##### DATA FOR ANALYSIS

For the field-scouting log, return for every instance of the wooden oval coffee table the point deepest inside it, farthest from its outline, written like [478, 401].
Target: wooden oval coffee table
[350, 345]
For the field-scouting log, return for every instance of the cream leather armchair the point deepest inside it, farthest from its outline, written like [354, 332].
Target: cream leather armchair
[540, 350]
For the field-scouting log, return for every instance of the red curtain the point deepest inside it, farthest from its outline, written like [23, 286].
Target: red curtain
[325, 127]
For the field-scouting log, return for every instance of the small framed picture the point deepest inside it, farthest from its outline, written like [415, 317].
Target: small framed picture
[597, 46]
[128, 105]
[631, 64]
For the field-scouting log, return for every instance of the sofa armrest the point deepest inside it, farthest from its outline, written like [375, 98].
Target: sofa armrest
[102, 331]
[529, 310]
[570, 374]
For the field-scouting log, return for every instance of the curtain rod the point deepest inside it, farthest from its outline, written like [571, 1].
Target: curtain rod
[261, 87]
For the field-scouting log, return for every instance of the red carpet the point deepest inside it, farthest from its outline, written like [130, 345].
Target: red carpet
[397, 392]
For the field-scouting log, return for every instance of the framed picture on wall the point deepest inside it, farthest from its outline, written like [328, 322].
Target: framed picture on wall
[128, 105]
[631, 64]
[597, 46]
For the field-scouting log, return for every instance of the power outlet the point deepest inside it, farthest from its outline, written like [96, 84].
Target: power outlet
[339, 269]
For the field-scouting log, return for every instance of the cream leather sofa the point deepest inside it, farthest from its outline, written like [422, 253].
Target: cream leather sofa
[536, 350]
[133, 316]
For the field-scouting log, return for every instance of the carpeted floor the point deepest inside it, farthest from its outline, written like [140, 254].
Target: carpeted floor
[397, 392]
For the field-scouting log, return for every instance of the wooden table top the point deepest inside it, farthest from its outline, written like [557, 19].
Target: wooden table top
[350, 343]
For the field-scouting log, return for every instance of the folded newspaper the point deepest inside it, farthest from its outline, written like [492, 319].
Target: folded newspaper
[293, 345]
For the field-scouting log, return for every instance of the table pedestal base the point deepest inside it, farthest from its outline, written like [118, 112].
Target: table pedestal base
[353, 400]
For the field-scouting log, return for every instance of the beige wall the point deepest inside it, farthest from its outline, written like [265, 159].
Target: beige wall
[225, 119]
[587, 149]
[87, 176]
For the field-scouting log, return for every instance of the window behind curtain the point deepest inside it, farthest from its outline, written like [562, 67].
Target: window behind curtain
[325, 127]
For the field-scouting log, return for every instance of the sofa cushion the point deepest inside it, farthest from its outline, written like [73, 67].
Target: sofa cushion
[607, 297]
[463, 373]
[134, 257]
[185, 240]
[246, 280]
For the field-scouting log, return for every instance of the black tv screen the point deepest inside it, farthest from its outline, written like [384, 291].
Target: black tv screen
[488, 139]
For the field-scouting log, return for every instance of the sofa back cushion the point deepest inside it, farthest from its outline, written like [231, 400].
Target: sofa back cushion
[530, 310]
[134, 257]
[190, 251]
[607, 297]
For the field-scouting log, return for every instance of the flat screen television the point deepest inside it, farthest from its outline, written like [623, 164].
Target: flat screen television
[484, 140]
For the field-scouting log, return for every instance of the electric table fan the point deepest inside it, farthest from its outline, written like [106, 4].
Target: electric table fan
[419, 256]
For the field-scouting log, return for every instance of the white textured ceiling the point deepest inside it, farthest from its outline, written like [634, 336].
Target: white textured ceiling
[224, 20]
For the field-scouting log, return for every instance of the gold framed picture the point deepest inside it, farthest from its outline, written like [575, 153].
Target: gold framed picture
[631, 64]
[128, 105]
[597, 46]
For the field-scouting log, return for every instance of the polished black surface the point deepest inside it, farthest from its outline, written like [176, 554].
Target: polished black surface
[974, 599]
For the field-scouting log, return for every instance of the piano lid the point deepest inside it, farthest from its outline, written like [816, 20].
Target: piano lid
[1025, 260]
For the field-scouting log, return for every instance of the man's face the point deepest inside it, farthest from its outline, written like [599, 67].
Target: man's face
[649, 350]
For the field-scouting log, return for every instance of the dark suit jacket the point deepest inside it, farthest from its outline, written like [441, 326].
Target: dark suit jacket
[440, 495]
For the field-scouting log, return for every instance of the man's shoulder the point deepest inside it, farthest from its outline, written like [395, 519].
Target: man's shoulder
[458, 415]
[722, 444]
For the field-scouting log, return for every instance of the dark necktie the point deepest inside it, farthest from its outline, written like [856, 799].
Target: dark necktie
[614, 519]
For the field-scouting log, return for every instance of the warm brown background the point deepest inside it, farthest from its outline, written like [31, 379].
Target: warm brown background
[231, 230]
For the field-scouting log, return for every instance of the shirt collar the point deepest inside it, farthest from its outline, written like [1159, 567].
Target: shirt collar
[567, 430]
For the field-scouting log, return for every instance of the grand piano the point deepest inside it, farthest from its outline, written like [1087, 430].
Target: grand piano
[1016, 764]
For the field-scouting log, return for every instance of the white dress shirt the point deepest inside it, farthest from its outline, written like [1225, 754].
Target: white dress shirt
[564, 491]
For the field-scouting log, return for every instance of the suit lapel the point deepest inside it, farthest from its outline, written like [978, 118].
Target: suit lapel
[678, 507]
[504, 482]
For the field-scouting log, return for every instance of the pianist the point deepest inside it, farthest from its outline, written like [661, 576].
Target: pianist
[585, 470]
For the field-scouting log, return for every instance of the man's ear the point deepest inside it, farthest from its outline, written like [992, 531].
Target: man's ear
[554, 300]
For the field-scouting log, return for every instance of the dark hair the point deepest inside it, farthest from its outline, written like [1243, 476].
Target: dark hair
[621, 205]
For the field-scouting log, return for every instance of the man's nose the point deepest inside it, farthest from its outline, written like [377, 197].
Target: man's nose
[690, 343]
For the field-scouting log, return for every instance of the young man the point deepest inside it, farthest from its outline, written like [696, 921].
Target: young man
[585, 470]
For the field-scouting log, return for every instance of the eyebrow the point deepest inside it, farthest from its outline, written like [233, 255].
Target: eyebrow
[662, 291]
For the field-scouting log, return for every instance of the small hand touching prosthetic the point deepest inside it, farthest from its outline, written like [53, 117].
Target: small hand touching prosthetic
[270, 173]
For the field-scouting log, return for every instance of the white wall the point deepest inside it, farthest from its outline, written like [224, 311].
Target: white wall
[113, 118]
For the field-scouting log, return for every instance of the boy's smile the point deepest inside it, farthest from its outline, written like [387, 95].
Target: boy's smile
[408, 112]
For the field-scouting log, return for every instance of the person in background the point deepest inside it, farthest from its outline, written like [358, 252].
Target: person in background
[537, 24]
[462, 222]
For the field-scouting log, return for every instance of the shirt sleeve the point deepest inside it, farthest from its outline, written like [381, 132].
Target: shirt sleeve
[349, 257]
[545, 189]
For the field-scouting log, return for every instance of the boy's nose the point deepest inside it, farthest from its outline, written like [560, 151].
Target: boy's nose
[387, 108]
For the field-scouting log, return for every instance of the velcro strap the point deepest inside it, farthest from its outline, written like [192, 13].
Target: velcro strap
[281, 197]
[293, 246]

##########

## EXERCISE DESCRIPTION
Restate the data above word for word, please.

## OUTPUT
For the field-scouting log, return for every instance of the wooden oval coffee table the point deepest inside it, farthest from its outline, written like [478, 401].
Target: wooden oval coffee table
[350, 345]
For the field-scouting log, return for every instance of the cream leather armchair the point deepest inside it, farthest from its outline, written like [354, 332].
Target: cream leather armchair
[540, 350]
For the field-scouting log, return for every instance of the red curtain the point deepest inside it, farthest from its outline, written like [23, 286].
Target: red curtain
[325, 127]
For the field-scouting log, return for every instance of the small framed picture the point deepest inside it, farthest from its outline, written like [415, 317].
Target: small framed picture
[597, 46]
[128, 105]
[631, 64]
For the field-scouting log, return for every instance of the sofa armrest the point deepest inside it, farthest from its outline, written like [375, 98].
Target: sofa armrest
[102, 331]
[529, 310]
[570, 374]
For the field-scouting log, return for every instance of the curtain rod the point deepest inside it, farthest from its outline, written like [571, 1].
Target: curtain rod
[261, 87]
For the field-scouting log, return for every instance of the red carpet the point deepest inside it, farthest from its outline, written like [130, 345].
Target: red carpet
[397, 392]
For the field-scouting log, return for every instance of the framed picture on wall the point deepest inside it, farthest from its outline, written like [328, 322].
Target: framed picture on wall
[128, 105]
[631, 64]
[597, 46]
For the field-scouting log, return for every instance of the power outlet the point deepest inside it, farthest from its outline, written like [96, 84].
Target: power outlet
[339, 269]
For the field-scouting log, return for every instance of the cream leather sofa the point deepest inside it, farthest from its outline, written like [422, 253].
Target: cream leather sofa
[536, 350]
[133, 316]
For the field-scouting log, return for every instance of the carpeted floor the point deepest inside it, farthest from its outline, written like [140, 254].
Target: carpeted floor
[397, 392]
For the field-scouting log, return for every instance of the wooden table top the point deepest inside it, farthest from its outline, written like [557, 19].
Target: wooden table top
[350, 343]
For the field-scouting log, return for every instance of the folded newspaper the point deepest inside it, farthest from its outline, written like [492, 319].
Target: folded newspaper
[293, 345]
For the field-scouting log, return for every instance of the table pedestal base the point deepest inside it, farthest from its outline, written like [118, 112].
Target: table pedestal base
[353, 400]
For the field-scouting log, return for every instance of the beige wall the point deepest inside it, farthest from its outline, written like [265, 159].
Target: beige wall
[225, 119]
[587, 149]
[87, 176]
For the field-scouting log, return for every instance of the window behind curtain the point deepest inside it, farthest from its outline, written like [562, 67].
Target: window behind curtain
[325, 127]
For the field-scouting log, return for every instance of the sofa cushion the point deepest inside it, farthest from its outline, written like [73, 67].
Target: sofa cushion
[607, 297]
[463, 373]
[134, 257]
[185, 240]
[246, 280]
For the field-scouting log, return for every instance of the black tv screen the point deepest inside it, farthest from its outline, written like [384, 291].
Target: black tv screen
[488, 139]
For the field-scouting log, return for every instance of the sofa back cushion the point deepest inside it, farthest from its outline, written like [231, 400].
Target: sofa back cushion
[530, 310]
[134, 257]
[190, 251]
[607, 297]
For the field-scouting log, return for every instance of the flat screen television the point deepest inside it, farthest from its outline, written like [623, 164].
Target: flat screen television
[484, 140]
For the field-scouting log, return for every instance of the electric table fan the point deepest inside it, farthest from its outline, written like [106, 4].
Target: electric table fan
[419, 256]
For the field-scouting log, return for every instance of the white textured ceiling the point deepest inside it, farthest from its outline, written like [634, 336].
Target: white textured ceiling
[224, 20]
For the field-scouting log, return for every instance of the gold framed picture the point deepest inside it, farthest from its outline, written like [575, 153].
Target: gold framed picture
[631, 64]
[128, 105]
[597, 46]
For the field-scouting log, return for every instance of the polished black surface the point deepest inside it, farthest from its outline, written like [176, 554].
Target: polished black surface
[974, 599]
For the field-scouting log, return for every instance of the piano lid the point deepest inside it, farthest from its outline, written like [816, 20].
Target: piano lid
[1025, 260]
For the field-scouting log, return for every instance of the man's face the point deepest inside it, farthest from its outline, written like [599, 67].
Target: man's face
[649, 350]
For the field-scouting log, return for every instance of the dark suit jacket the point deepest inside it, farthest from its outline, written like [441, 326].
Target: dark suit jacket
[440, 495]
For the field-scouting log, return for every instance of the man's shoulder the point deepest inside it, farthest from its outline, written like [395, 519].
Target: man's shoulder
[458, 415]
[722, 444]
For the field-scouting log, return for every instance of the dark necktie the point deepest inside it, farthest from its outline, written like [856, 799].
Target: dark necktie
[614, 519]
For the field-scouting log, return for every instance of the warm brown background the point deepest inside it, farthest from its outline, written like [31, 379].
Target: warm brown background
[231, 230]
For the field-scouting log, return for every instance of the shirt collar the point deepest inside it, farthest from its outline, written like [1159, 567].
Target: shirt collar
[567, 430]
For the field-scouting log, return for every instance of the grand piano the point deepest inside it, farthest from its outline, written like [1087, 430].
Target: grand piano
[1016, 764]
For the field-scouting log, return for every instance of the white dress shirt the point deepest inside it, farthest from its outline, written like [1225, 754].
Target: white dress shirt
[564, 491]
For the field-scouting log, return for every instance of the suit lapel the point deepest inside it, farthest from its outline, written like [978, 118].
Target: suit lapel
[678, 507]
[504, 482]
For the field-scouting log, return for every instance of the pianist the point deepest inside it, farthest from its outline, written like [661, 576].
Target: pianist
[585, 470]
For the field-scouting log, return for every instance of the man's ear the point deepest inside it, farthest from its outline, written like [992, 531].
Target: man's ear
[554, 300]
For the field-scouting log, return for every instance of the dark hair the point deepest inside it, farthest from its outline, written like [1243, 476].
Target: dark hair
[621, 205]
For the field-scouting log, return for every instance of the man's nose the point deepest inside it, farthest from its outline, written like [377, 197].
Target: man's nose
[690, 343]
For the field-scouting log, return for every instance of the young man the point deepest inside it, farthest from its outline, written like [696, 921].
Target: young man
[585, 470]
For the field-scouting log, return for every instance of the eyebrow the point deepest inside it, farthest from its outline, written like [233, 255].
Target: eyebrow
[662, 291]
For the field-scouting log, return for every instance of the small hand touching prosthetic the point deepest inside it, farthest from its outline, written like [53, 117].
Target: small hand touching prosthetic
[270, 173]
For the field-scouting log, return for every instance of the white wall the point deepest inside it, farthest from its outline, written like [224, 311].
Target: white wall
[113, 118]
For the field-scouting log, return for every instance of the boy's smile the point deepest inside it, farthest from its outline, written like [387, 95].
Target: boy's smile
[408, 112]
For the field-scouting log, return for every instance of the person in background the point deepest inside it, farthest from its outline, written like [358, 252].
Target: person in background
[537, 24]
[462, 222]
For the field-scouting log, return for every instance of the shirt sleeve the point deepest inside it, farthest from its outline, written like [381, 132].
Target: shirt sleeve
[349, 257]
[545, 189]
For the field-scouting log, return for every instance of the boy's nose the point deepest inside it, farthest from its outline, written like [560, 151].
Target: boy's nose
[387, 108]
For the field-scouting log, return for every instance of the velcro strap the point deepest inside it, farthest from its outline, written like [192, 13].
Target: velcro strap
[281, 197]
[293, 246]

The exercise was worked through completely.